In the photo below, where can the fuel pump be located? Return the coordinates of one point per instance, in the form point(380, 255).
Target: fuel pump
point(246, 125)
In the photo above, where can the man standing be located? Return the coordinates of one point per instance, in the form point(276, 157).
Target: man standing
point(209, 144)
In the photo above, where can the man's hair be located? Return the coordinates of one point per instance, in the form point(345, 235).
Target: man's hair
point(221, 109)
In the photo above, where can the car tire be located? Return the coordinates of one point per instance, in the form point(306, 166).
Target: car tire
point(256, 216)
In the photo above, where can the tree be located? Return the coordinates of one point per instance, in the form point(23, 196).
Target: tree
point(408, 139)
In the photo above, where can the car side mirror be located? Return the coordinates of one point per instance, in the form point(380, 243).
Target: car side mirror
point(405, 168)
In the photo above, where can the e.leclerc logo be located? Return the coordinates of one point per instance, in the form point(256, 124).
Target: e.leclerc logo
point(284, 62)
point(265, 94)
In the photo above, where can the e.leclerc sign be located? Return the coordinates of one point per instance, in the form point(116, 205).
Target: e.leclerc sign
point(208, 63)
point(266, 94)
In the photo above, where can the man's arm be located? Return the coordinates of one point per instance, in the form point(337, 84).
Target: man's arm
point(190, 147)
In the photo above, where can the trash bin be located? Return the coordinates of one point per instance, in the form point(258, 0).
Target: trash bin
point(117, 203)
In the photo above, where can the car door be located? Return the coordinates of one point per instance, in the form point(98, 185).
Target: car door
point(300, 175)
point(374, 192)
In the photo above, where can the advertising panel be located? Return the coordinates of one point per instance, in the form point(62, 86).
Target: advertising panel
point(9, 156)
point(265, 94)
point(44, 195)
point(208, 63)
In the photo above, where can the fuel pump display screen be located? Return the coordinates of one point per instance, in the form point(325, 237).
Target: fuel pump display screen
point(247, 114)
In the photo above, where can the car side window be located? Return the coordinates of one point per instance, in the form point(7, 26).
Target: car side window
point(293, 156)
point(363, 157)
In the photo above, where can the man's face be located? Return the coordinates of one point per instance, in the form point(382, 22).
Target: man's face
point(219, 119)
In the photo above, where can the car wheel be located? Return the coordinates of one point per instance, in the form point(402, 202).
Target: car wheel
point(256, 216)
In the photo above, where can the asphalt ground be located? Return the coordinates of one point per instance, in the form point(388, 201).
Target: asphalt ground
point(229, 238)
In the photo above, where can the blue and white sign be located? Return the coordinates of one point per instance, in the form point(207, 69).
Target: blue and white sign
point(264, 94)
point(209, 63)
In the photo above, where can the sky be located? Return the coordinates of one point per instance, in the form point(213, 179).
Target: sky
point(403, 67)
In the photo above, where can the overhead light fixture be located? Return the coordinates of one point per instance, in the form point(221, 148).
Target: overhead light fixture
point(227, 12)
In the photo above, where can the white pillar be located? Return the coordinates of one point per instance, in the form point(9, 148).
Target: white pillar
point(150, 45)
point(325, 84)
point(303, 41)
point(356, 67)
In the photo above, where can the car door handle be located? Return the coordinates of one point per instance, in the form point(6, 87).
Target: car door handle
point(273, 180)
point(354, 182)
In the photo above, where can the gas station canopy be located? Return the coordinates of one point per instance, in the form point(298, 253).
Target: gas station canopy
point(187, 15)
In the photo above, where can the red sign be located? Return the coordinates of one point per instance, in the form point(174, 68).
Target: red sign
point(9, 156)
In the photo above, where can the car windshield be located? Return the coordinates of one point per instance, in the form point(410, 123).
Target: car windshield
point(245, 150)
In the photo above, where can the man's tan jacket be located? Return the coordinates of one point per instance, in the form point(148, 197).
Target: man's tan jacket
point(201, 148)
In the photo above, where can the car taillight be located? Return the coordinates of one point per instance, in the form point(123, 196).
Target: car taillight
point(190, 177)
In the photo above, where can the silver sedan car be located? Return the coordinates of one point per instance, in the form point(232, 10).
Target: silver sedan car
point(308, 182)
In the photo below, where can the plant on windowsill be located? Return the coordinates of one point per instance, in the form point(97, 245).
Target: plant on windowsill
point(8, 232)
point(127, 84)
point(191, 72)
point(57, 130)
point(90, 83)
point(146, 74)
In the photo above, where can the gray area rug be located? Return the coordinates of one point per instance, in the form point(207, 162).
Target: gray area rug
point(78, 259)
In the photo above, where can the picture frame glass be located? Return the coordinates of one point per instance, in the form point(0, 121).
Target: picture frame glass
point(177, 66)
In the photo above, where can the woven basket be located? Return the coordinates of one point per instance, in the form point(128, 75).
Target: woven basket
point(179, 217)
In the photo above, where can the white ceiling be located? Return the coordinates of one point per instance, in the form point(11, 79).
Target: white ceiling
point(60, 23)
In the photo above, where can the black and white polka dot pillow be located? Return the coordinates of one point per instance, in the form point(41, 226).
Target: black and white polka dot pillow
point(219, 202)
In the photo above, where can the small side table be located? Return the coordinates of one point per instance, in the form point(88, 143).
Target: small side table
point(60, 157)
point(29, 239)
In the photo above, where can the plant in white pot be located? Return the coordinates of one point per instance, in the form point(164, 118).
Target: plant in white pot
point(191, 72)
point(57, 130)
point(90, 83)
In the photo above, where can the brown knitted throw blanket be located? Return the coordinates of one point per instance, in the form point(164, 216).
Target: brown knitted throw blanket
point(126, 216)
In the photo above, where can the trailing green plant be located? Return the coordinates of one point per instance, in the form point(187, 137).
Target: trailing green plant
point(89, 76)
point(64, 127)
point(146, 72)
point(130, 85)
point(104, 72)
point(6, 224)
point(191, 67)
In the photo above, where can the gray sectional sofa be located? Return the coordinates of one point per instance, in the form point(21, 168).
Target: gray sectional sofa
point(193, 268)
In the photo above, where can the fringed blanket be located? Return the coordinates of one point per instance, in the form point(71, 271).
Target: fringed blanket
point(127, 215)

_ _ _ _ _

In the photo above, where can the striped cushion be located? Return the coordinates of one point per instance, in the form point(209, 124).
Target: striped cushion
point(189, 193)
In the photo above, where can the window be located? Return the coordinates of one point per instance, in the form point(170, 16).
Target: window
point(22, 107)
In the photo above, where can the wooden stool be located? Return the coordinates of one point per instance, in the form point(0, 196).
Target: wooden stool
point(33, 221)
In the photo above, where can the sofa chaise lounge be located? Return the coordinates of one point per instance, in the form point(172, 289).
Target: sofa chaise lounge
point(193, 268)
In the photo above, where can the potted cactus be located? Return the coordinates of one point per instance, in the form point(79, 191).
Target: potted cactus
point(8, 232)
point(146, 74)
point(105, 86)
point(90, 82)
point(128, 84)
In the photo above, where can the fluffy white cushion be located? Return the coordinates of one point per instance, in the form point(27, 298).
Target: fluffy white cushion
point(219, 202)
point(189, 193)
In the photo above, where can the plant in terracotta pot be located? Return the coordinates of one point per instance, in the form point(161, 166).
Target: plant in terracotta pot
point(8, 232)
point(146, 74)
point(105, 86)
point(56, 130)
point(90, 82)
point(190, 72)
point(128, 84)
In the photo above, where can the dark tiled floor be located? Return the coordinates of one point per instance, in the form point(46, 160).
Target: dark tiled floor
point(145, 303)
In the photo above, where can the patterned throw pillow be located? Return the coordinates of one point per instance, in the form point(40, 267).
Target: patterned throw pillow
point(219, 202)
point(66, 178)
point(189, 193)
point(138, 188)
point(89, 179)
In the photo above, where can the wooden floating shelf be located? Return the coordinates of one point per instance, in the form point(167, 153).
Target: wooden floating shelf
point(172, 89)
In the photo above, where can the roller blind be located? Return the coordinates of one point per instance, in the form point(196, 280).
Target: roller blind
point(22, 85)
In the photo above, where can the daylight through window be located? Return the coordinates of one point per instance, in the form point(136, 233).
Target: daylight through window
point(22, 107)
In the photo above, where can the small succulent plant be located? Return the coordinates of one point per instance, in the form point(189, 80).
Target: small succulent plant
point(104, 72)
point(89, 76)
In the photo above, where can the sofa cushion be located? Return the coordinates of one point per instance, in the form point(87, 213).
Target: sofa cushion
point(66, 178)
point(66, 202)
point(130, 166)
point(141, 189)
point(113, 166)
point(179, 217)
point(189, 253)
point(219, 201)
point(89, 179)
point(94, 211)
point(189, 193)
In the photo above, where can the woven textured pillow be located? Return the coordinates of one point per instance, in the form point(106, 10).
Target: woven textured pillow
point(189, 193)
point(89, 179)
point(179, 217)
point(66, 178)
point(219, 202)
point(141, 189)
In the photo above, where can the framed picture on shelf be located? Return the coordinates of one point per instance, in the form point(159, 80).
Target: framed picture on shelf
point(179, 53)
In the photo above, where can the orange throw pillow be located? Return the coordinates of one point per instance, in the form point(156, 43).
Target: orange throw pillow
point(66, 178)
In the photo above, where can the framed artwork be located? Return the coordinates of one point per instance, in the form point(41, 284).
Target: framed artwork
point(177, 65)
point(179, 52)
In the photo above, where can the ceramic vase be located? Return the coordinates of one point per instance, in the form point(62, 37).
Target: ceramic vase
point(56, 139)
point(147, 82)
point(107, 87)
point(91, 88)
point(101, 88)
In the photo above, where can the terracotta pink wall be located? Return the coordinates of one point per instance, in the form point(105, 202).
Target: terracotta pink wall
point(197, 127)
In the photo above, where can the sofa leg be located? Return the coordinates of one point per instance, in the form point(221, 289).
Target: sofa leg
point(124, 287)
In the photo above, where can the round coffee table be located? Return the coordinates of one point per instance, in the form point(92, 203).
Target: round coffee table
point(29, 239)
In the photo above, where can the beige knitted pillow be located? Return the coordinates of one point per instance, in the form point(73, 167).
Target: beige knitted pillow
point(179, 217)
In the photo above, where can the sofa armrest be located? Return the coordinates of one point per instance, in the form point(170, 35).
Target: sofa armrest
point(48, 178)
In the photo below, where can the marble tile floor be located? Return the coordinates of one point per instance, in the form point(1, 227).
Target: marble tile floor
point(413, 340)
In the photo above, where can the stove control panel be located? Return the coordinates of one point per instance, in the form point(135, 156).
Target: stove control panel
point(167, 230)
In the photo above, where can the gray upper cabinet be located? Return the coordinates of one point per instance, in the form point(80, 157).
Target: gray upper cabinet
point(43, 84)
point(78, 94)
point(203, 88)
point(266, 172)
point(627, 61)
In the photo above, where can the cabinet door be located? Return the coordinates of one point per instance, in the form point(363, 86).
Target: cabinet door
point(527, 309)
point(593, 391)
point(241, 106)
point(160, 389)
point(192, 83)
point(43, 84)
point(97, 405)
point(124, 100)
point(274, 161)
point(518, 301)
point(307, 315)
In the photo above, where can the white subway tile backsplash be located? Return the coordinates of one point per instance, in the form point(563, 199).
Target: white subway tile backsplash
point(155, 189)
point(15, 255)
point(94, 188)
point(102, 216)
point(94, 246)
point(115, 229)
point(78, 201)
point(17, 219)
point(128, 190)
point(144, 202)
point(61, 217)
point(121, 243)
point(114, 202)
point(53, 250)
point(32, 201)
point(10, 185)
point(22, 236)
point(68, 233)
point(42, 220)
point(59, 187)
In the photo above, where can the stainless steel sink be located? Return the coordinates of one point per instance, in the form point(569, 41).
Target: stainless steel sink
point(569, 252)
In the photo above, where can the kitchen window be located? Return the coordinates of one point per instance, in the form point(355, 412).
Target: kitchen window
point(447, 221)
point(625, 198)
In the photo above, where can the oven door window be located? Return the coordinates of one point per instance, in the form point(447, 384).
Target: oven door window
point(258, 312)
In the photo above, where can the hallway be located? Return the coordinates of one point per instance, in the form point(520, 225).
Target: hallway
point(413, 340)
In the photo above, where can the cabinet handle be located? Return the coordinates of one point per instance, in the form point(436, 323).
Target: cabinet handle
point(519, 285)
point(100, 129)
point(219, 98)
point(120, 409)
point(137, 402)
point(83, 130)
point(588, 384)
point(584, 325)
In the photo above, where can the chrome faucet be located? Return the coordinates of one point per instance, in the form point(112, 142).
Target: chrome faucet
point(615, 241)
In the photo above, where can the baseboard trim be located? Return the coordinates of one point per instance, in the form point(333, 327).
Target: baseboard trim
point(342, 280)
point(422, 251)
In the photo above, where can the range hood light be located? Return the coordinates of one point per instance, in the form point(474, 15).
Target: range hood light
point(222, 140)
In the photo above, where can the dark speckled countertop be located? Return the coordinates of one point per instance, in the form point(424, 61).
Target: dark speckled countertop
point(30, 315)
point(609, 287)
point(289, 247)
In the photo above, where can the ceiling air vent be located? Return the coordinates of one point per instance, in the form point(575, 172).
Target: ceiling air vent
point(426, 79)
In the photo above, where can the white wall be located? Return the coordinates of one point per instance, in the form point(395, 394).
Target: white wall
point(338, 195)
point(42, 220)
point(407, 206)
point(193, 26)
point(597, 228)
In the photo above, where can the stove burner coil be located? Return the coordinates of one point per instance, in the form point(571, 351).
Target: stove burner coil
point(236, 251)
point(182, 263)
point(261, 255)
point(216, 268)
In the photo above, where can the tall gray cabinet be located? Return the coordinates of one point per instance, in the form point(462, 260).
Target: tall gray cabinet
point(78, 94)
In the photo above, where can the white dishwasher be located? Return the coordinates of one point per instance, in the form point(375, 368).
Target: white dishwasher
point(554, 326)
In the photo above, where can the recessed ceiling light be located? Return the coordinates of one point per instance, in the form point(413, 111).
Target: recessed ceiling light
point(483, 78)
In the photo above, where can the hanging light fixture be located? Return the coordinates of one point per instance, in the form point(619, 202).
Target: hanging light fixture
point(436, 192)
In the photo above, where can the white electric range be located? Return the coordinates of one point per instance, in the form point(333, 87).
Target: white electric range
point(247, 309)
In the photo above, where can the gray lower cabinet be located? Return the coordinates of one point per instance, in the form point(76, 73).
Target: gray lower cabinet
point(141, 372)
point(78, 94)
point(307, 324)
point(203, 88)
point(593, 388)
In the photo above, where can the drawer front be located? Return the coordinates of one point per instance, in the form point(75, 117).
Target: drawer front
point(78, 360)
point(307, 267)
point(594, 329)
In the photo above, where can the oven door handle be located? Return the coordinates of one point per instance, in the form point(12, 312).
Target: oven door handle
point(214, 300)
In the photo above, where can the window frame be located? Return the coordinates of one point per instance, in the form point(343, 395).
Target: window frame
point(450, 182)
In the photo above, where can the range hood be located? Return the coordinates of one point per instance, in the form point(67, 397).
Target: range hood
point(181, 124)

_ _ _ _ _

Task goal: Present the lines of the listing as a numbered list, starting at the line that contains "In the photo above, where can the red" and ending at the line that contains "point(190, 177)", both included, and skipping any blank lines.

Expected output:
1. In the photo above, where can the red sign be located? Return the coordinates of one point per instance, in the form point(174, 68).
2. Target: red sign
3. point(9, 156)
4. In the photo above, where can the car windshield be located? Return the coordinates of one point per instance, in the form point(410, 123).
5. Target: car windshield
6. point(245, 150)
7. In the photo above, where can the man's tan jacket be located? Return the coordinates of one point per instance, in the form point(148, 197).
8. Target: man's tan jacket
9. point(201, 148)
10. In the photo above, where can the car taillight be located? Return the coordinates of one point per instance, in the form point(123, 196).
11. Target: car taillight
12. point(190, 177)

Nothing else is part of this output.